__Required action__
The listing below is to be written out word for word, minus its images.
___
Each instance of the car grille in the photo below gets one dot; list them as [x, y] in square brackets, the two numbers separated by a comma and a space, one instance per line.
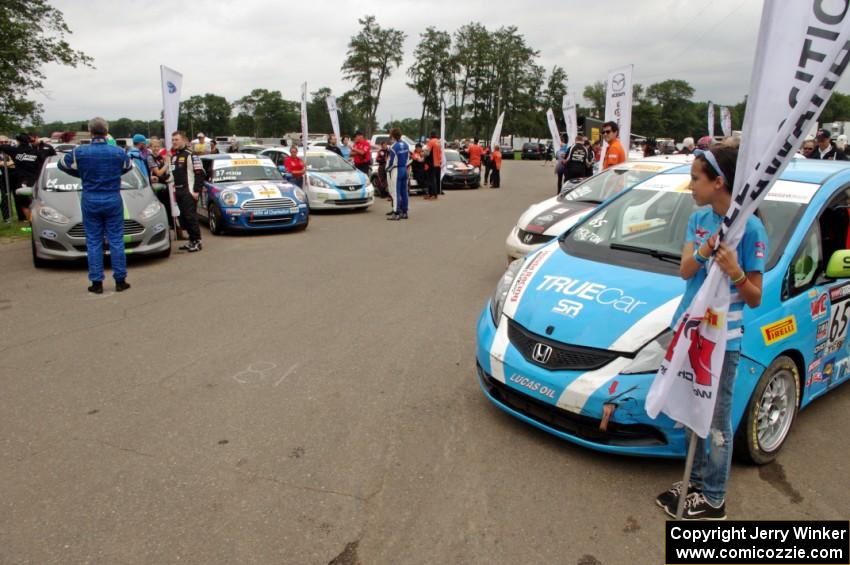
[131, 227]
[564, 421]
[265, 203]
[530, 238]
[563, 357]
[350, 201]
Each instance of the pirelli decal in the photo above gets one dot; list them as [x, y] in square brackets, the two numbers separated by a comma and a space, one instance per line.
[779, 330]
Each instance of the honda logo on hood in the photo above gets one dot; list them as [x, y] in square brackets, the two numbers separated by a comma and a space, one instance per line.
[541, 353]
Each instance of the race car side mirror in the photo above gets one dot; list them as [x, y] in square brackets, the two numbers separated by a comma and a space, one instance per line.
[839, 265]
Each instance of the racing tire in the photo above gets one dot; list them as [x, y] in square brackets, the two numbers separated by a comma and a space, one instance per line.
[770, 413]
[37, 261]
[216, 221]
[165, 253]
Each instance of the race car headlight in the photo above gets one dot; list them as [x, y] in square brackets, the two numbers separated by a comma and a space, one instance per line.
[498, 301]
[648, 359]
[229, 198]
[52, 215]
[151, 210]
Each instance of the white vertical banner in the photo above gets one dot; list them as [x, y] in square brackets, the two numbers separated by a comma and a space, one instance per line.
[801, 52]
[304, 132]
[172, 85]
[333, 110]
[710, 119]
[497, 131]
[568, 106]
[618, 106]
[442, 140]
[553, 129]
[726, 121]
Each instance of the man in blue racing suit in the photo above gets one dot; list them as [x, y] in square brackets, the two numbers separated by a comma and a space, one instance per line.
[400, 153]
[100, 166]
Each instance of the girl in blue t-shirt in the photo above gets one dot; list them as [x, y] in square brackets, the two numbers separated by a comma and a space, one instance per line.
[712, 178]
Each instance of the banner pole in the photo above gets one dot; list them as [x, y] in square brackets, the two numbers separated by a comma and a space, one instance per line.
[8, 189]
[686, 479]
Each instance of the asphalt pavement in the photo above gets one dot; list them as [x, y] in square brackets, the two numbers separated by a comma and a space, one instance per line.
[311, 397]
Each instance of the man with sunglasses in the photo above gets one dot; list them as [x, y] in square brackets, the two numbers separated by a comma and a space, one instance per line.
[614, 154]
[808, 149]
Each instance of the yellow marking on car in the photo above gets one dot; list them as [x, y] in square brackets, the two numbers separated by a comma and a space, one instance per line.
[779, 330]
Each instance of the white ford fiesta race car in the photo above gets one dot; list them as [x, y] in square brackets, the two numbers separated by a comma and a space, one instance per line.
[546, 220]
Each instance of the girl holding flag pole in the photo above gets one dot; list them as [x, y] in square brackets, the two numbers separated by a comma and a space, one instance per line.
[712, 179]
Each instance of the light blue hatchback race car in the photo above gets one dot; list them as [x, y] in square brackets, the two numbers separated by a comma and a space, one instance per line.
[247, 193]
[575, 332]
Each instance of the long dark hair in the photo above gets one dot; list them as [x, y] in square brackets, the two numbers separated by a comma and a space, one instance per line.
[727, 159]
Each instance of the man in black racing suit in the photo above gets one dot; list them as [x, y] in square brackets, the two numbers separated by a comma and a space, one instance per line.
___
__Answer section__
Each instance of the car grille in the photo below gets one dot; list them as [x, y] in square brackets, the two numbers separated by a comma and a space, one instance per line.
[131, 227]
[564, 421]
[265, 203]
[530, 238]
[563, 357]
[350, 201]
Each instance of the pirelli decal in the photo above gets one dot; list them as [x, y] in square brackets, the two numbers separated by a comma and a space, one instance per line.
[779, 330]
Each instance of the honda logo on hood in the photo above gets one dot; list them as [x, y] in square brackets, the two numbers separated by a comma and a space, one instance per line.
[541, 353]
Each instance of the race car side mirror in the photo above gets one dot; list them as [x, y] in square brackets, the two numbers separated by a comma and a space, one instance per line.
[839, 265]
Each instance of the racing tire in the photo above gets one dot; list them as [x, y] in square brackets, the two numbers separated by a comma and a space, one instance per line.
[770, 413]
[37, 261]
[216, 221]
[165, 253]
Each instance of the race car headlight in the photo above gets one dot; list them as [x, y] in square brackets, the two numbers separated by a comma and a space, one instance per line.
[498, 301]
[648, 359]
[229, 198]
[52, 215]
[151, 210]
Each instance of the white vertical banner in the photo above gets one dot; list them as [x, y] in square brackets, the two numbers separated by a comma and a space, one instance per line.
[801, 52]
[304, 132]
[172, 85]
[333, 110]
[710, 119]
[497, 131]
[568, 106]
[618, 106]
[442, 140]
[553, 129]
[726, 121]
Each instance of the man in blue racing suit in the photo above gets one dot; list them as [x, y] in square brackets, the two numbers separated by a comma and a space, one instance per line.
[400, 153]
[100, 166]
Each instance of the girl in blue t-shirt in the photo above gets one dot; list them as [x, y] in square brackets, the two numbers separated by a comma and a space, one instance per line.
[712, 178]
Each instance of the banner pole in the photo above gets one dot; list them as [x, y] in square brackets, the two numbers separated by a comma and a space, one instance per line.
[8, 189]
[686, 479]
Each instance of the asphalt pavement in the photo above gets one dot; list them as [x, y] in square brackets, the two numbers separated by a comma and a space, one instance per line.
[311, 397]
Each instance of the man with sunglasses in the photo above gets one dot; list them as [x, y] in square brackets, the two numbers separated by a comma and a space, one instance per line.
[614, 154]
[808, 149]
Each instance of the yellow marking on car in the photo above gets one dot; list them as [x, y] in square brackets, the two numbers separated by a comma and a space, one instance per line.
[779, 330]
Each instance of the white ford fiesta race car in the photo above gets one dot; list them as [x, y] in square brackets, the two numbers separated by a comma and a space, one instance per line.
[546, 220]
Each instance of the girl holding flag pole in the photo above gets one dot; list them as [x, y] in square brackets, the two numbers separated by a comma and a space, one instance per line.
[712, 179]
Each instance of the light blue hatchback race car in the photo above gets one dot; list them as [x, y] in square brackets, the two numbers separated by a comma and a space, one instance per line.
[247, 193]
[575, 332]
Each instance of the long dark hair in the photo above gets one dot; list them as [x, y] in square brackets, the two numbers separated by a comma and a space, one instance per line.
[727, 159]
Each instance of the man in black racing suit in the photo above gets one dot; list them as [x, y] in square brackets, the two numbers separated by a comma and a space, one instance per line.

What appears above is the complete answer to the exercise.